## PROBLEM
Copy out the following lines from the data below word for word, starting at the line that contains "yellow sweater, find" and stopping after the line that contains "(1217, 390)".

[Data listing]

--------

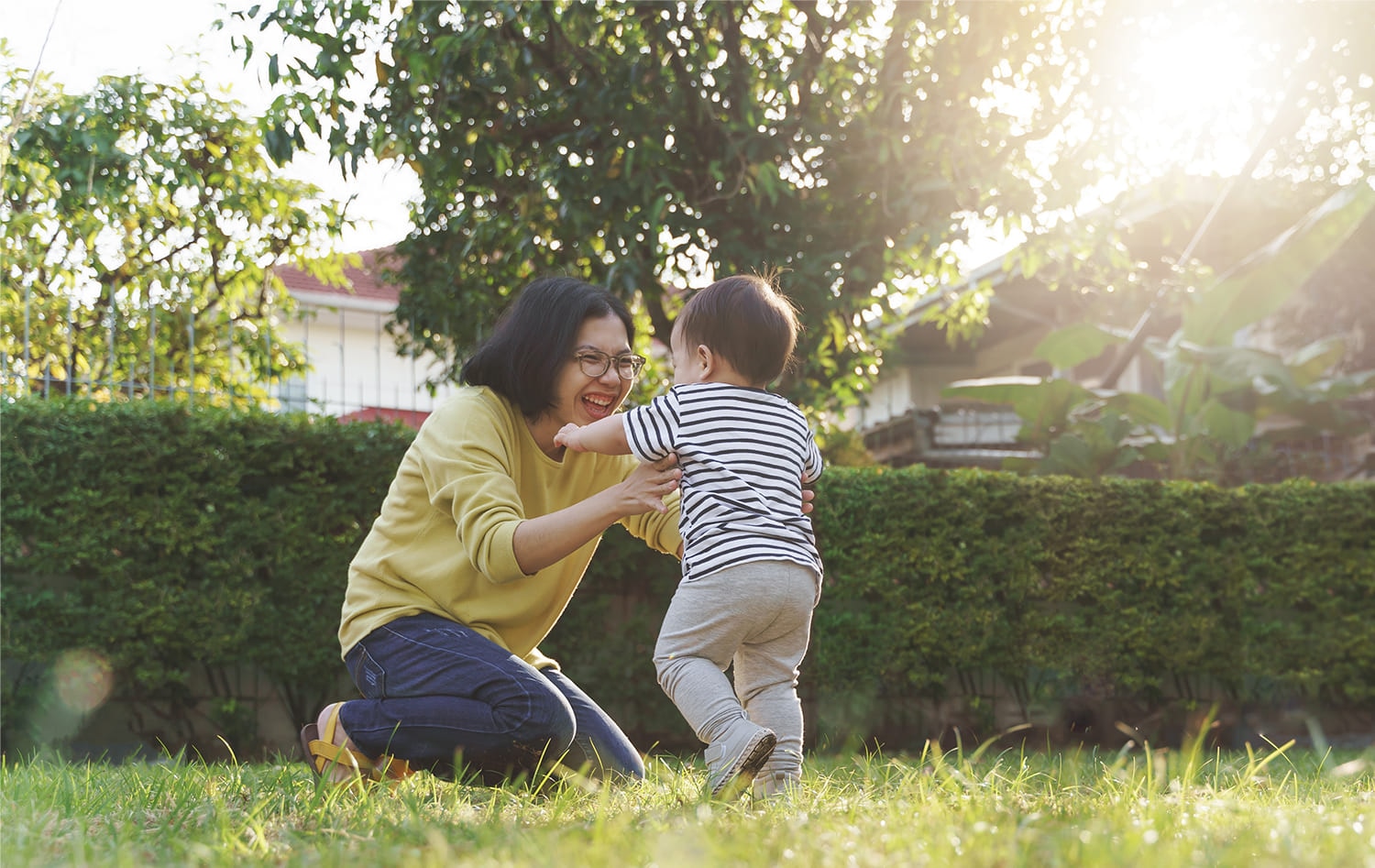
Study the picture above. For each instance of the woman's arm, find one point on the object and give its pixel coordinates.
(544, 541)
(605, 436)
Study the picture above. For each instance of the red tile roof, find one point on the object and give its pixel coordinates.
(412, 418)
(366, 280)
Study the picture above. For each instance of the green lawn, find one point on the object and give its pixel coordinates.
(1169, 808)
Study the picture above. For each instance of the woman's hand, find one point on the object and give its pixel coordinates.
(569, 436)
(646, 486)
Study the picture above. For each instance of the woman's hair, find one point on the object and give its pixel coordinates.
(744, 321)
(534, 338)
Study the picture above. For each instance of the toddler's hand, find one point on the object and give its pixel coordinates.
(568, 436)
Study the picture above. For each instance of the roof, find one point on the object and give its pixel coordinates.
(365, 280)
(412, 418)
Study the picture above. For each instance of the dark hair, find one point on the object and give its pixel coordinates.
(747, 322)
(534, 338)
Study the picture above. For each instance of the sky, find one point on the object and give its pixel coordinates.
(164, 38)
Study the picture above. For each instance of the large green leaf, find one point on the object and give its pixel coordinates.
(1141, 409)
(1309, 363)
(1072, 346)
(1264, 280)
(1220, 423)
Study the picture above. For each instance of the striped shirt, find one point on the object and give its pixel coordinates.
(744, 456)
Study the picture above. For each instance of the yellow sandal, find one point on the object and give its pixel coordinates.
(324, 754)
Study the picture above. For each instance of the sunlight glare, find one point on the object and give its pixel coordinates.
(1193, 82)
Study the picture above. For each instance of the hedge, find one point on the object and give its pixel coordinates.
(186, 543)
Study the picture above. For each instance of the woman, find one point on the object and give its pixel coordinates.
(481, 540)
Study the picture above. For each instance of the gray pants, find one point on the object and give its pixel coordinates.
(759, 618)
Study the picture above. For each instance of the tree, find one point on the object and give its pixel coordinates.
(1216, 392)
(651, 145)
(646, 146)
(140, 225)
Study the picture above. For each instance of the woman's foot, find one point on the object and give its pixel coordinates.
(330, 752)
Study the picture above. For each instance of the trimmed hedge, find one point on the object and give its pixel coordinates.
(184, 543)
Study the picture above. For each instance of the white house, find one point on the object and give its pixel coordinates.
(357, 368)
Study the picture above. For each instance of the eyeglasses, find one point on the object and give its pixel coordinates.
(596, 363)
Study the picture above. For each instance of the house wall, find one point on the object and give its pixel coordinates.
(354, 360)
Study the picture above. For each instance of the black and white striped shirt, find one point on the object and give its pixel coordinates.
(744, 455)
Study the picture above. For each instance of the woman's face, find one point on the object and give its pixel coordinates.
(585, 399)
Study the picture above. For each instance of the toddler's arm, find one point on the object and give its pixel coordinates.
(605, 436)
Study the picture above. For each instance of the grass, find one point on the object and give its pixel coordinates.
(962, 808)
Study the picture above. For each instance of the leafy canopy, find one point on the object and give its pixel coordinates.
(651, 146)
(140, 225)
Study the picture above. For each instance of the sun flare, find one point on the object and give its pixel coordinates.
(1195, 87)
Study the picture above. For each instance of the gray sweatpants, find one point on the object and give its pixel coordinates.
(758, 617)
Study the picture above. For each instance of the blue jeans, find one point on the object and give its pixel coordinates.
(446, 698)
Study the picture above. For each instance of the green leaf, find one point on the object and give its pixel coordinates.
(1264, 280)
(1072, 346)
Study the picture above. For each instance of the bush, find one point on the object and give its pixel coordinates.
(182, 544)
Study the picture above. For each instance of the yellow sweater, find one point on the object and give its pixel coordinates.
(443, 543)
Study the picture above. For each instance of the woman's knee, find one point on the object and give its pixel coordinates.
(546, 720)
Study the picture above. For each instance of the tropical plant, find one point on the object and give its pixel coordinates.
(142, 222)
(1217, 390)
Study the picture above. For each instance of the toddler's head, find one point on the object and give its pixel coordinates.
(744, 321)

--------

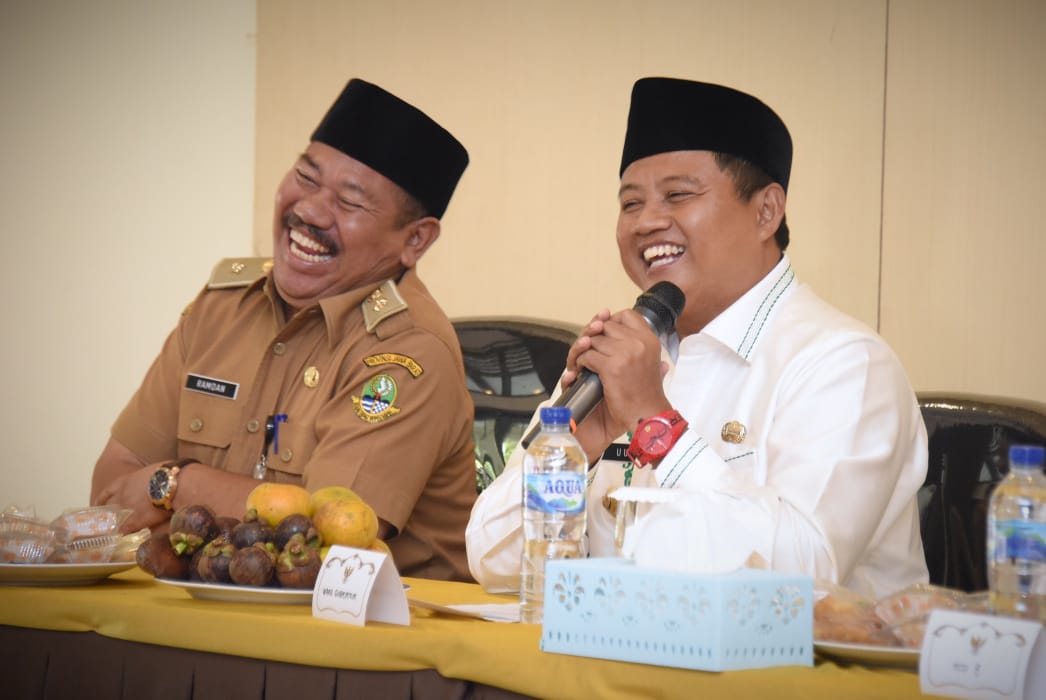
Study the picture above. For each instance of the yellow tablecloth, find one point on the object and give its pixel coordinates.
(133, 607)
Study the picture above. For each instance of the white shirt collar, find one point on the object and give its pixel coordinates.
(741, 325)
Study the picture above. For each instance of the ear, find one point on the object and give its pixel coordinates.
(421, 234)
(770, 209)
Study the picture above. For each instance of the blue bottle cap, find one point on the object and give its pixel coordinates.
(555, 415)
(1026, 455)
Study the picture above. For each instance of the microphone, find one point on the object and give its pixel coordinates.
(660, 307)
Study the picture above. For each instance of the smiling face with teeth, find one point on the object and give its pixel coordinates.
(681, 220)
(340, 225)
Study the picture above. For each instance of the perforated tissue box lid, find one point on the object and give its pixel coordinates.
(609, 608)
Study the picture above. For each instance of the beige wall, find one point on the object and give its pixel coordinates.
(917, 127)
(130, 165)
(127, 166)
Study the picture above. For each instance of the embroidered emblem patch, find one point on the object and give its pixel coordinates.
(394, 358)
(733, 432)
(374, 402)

--------

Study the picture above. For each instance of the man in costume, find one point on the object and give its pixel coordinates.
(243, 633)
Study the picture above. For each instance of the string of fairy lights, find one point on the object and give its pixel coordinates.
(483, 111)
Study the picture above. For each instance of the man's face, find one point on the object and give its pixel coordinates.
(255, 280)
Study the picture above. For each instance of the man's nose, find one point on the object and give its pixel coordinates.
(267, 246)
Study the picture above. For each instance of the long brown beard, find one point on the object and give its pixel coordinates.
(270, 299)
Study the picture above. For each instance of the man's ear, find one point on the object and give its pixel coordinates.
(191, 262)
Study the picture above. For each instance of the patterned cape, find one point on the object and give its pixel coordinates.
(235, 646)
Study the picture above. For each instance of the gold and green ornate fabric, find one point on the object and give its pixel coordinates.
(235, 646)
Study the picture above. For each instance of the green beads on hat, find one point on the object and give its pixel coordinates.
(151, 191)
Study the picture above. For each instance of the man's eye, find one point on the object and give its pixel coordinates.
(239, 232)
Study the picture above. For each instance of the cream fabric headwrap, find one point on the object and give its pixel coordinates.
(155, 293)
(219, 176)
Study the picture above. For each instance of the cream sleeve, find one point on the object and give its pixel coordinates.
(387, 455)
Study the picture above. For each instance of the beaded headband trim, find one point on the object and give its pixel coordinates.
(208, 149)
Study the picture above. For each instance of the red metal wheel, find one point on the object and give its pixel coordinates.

--------

## SOLVED EXERCISE
Study the picture above. For each instance of the yellow sweater, find one point on the object and give its pixel coordinates.
(443, 543)
Study the picture above. For each instance of the woman's knee, find one point on the object and give its pixel coordinates.
(546, 720)
Study the picture above. For each instance of the tropical plant, find one point on the object and give its pixel coordinates.
(142, 222)
(1217, 390)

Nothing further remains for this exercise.